Work order: All of the data that follows should be retyped exactly as it appears.

══ Extracted information

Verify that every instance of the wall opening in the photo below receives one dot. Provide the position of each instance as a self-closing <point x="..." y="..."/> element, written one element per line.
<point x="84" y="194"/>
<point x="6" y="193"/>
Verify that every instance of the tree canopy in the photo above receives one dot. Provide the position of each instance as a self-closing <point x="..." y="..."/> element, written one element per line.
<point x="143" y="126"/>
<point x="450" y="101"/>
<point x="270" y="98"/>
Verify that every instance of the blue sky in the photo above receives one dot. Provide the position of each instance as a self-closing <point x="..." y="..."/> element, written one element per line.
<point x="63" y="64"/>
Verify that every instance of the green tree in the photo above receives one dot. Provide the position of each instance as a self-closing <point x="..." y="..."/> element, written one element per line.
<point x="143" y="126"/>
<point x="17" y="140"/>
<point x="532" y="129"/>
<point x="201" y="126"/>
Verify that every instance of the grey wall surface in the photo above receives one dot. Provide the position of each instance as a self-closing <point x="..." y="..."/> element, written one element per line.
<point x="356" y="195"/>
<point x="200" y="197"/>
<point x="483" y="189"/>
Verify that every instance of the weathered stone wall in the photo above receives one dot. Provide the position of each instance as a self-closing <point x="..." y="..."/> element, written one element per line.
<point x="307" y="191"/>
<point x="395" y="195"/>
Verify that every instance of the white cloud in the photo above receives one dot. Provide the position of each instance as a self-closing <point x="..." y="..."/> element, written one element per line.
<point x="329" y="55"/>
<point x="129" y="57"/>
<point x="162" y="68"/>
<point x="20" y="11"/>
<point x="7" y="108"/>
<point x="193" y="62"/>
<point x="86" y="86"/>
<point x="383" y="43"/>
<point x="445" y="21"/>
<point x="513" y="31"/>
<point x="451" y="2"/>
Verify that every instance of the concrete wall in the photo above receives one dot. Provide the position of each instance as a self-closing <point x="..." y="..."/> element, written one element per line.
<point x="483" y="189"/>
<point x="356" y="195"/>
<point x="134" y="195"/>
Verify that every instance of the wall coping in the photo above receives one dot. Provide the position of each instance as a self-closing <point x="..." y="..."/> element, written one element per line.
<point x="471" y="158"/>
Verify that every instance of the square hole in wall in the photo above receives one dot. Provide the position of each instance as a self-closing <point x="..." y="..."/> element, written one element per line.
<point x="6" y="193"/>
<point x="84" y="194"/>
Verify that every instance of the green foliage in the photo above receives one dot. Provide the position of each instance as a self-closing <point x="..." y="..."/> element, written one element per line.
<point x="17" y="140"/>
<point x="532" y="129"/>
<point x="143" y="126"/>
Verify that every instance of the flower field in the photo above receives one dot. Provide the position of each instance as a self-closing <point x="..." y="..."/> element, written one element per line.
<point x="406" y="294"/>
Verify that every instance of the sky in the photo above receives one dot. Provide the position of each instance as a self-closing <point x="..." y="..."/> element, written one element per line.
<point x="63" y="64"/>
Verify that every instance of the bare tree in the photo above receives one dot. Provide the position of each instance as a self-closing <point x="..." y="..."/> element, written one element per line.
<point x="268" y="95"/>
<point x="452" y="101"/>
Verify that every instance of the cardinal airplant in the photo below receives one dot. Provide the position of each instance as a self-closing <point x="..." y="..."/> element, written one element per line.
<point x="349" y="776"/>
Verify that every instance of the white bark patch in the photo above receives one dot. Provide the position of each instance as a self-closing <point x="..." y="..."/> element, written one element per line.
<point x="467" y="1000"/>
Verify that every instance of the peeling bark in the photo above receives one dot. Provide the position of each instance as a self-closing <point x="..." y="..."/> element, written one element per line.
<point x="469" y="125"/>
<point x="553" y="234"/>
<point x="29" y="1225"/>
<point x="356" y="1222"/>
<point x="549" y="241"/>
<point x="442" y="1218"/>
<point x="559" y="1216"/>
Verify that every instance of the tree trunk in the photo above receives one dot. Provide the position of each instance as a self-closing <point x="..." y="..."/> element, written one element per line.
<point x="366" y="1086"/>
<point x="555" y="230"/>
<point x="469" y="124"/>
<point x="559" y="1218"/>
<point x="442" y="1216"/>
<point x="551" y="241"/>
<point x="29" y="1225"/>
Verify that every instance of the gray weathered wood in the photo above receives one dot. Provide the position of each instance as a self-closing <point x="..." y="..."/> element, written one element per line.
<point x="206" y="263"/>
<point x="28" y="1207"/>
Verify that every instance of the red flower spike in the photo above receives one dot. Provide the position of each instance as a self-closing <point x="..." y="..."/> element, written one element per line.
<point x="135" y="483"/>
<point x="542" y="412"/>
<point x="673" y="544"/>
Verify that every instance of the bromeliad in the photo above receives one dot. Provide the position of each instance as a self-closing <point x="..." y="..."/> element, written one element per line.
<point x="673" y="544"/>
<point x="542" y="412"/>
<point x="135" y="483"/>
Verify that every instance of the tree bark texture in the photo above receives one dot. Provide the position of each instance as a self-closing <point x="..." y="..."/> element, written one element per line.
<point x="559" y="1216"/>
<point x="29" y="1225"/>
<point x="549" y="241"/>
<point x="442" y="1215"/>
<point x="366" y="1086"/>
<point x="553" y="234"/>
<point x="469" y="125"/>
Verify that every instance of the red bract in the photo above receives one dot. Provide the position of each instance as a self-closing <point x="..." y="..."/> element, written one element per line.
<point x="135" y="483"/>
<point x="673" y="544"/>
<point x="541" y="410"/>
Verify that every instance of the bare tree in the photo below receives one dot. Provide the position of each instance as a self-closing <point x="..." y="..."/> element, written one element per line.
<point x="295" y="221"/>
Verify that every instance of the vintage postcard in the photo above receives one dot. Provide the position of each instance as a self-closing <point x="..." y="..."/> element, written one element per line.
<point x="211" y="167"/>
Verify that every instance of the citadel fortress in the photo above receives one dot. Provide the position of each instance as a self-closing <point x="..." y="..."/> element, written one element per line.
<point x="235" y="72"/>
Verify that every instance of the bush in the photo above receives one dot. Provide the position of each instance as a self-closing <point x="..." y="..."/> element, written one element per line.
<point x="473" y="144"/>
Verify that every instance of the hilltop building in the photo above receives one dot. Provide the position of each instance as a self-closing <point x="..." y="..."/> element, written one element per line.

════

Result of this exercise:
Verify that every instance of the wall opening in the photo below receives one dot. Provide the position of each instance as a self-closing <point x="..." y="..."/> element, written one element per line.
<point x="84" y="194"/>
<point x="6" y="193"/>
Verify that every instance of the tree canopy in the photo above receives one dot. Provide the position of each instance as a self-closing <point x="..." y="..."/> element, written one element per line.
<point x="143" y="126"/>
<point x="450" y="101"/>
<point x="270" y="98"/>
Verify that every instance of the blue sky in the photo above receives one dot. Provide the position of each instance as a self-closing <point x="..." y="..."/> element, written one element per line.
<point x="63" y="64"/>
Verify that every instance of the green tree in the photo above receives one dot. Provide the position of each instance as a self-closing <point x="..." y="..."/> element, written one element per line.
<point x="143" y="126"/>
<point x="17" y="140"/>
<point x="532" y="129"/>
<point x="201" y="126"/>
Verify that every instance of the grey wall surface in the photo above receives one dot. Provide the position of each instance as a self-closing <point x="..." y="..."/> element, written one element per line.
<point x="356" y="195"/>
<point x="200" y="197"/>
<point x="483" y="189"/>
Verify that every instance of the weathered stone wall in the photo above receives one dot. Provide the position of each instance as a self-closing <point x="..." y="..."/> element, written one element per line.
<point x="307" y="191"/>
<point x="395" y="195"/>
Verify that every instance of the white cloud in the photo above receives one dot. Provide the position of each instance as a self-closing <point x="..." y="..."/> element, written one element per line.
<point x="329" y="55"/>
<point x="129" y="57"/>
<point x="162" y="68"/>
<point x="20" y="11"/>
<point x="7" y="108"/>
<point x="193" y="62"/>
<point x="86" y="86"/>
<point x="383" y="43"/>
<point x="445" y="21"/>
<point x="513" y="31"/>
<point x="451" y="2"/>
Verify that every instance of the concrete wall in the photo above receives one dot. Provide the position of each instance as a self-closing <point x="..." y="..."/> element, written one element per line.
<point x="483" y="189"/>
<point x="356" y="195"/>
<point x="134" y="195"/>
Verify that every instance of the wall coping in the photo above receives one dot. Provide the position of each instance as a self-closing <point x="..." y="..."/> element, written one element per line.
<point x="471" y="158"/>
Verify that every instance of the square hole in wall in the photo above receives one dot. Provide the position of each instance as a self-closing <point x="..." y="..."/> element, written one element per line.
<point x="6" y="193"/>
<point x="84" y="194"/>
Verify that every instance of the green foliage in the photo above receives one dot. Provide the position of each instance as a self-closing <point x="..." y="..."/> element, written one element per line.
<point x="17" y="140"/>
<point x="532" y="129"/>
<point x="143" y="126"/>
Verify that every instance of the flower field in the photo above receives one dot. Provide the position of each instance as a self-closing <point x="..." y="..."/> element, written one element per line.
<point x="406" y="294"/>
Verify that every instance of the sky in the photo above receives one dot. Provide the position of each instance as a self-closing <point x="..." y="..."/> element, written one element per line.
<point x="63" y="64"/>
Verify that every instance of the bare tree in the photo above receives one dot. Provide the position of each instance as a self-closing <point x="..." y="..."/> element, written one element per line.
<point x="268" y="95"/>
<point x="452" y="101"/>
Verify that every instance of the cardinal airplant in the photo below receives one dot. Provide the position of each instance as a self-closing <point x="..." y="..."/> element, written one element per line.
<point x="349" y="776"/>
Verify that every instance of the white bark patch in the photo above receives one dot. Provide the position of each instance as a self-closing <point x="..." y="..."/> element, written one element per line.
<point x="467" y="1000"/>
Verify that every instance of the peeling bark in the photo above receives one dot. Provide the position of each instance as a self-closing <point x="..." y="..."/> element, written one element per line.
<point x="469" y="125"/>
<point x="553" y="234"/>
<point x="29" y="1225"/>
<point x="356" y="1222"/>
<point x="549" y="241"/>
<point x="442" y="1218"/>
<point x="559" y="1216"/>
Verify that every instance of the tree trunk in the photo above receives one dot. Provide the position of each instance as a self-closing <point x="..." y="..."/> element, written one element per line.
<point x="366" y="1086"/>
<point x="555" y="230"/>
<point x="469" y="124"/>
<point x="559" y="1218"/>
<point x="442" y="1216"/>
<point x="551" y="241"/>
<point x="29" y="1225"/>
Verify that every instance of the gray weathered wood in the photo above receives one dot. Provide the position of each instance as a self-closing <point x="..." y="..."/> element, written one element per line.
<point x="206" y="263"/>
<point x="28" y="1207"/>
Verify that every instance of the red flower spike in the photo above receives one dot. Provide the position of each instance as a self-closing <point x="..." y="..."/> element, written one element per line.
<point x="135" y="483"/>
<point x="542" y="412"/>
<point x="673" y="544"/>
Verify that every instance of the bromeliad in the photo above receives one dot. Provide the position of each instance as a self-closing <point x="..." y="..."/> element, written one element per line.
<point x="673" y="544"/>
<point x="542" y="412"/>
<point x="135" y="483"/>
Verify that every instance of the tree bark texture in the photo above receives one dot. Provide the position of each instance as a self-closing <point x="..." y="..."/> element, written one element per line.
<point x="559" y="1216"/>
<point x="29" y="1225"/>
<point x="549" y="241"/>
<point x="442" y="1215"/>
<point x="366" y="1086"/>
<point x="553" y="234"/>
<point x="469" y="125"/>
Verify that every instance of the red bract in the photo above receives one dot. Provide the position of each instance as a self-closing <point x="..." y="..."/> element, written one element per line.
<point x="135" y="483"/>
<point x="673" y="544"/>
<point x="541" y="410"/>
Verify that every instance of the bare tree in the photo below receives one dot. Provide the position of each instance as a self-closing <point x="..." y="..."/> element, written one element per line.
<point x="295" y="221"/>
Verify that every instance of the vintage postcard in the photo above receives one dot. Provide the position of each instance as a self-closing <point x="..." y="..."/> element, written one element per line.
<point x="211" y="167"/>
Verify that every instance of the citadel fortress in the photo above receives one dot. Provide the position of each instance as a self-closing <point x="..." y="..."/> element, written one element per line.
<point x="235" y="72"/>
Verify that every instance of the bush in the photo above receives one dot. Provide the position of each instance as a self-closing <point x="..." y="..."/> element, written one element per line.
<point x="473" y="144"/>
Verify that every instance of the hilltop building in the photo above receives one dot. Provide the position of each instance as a self-closing <point x="..." y="..."/> element, written one element per line.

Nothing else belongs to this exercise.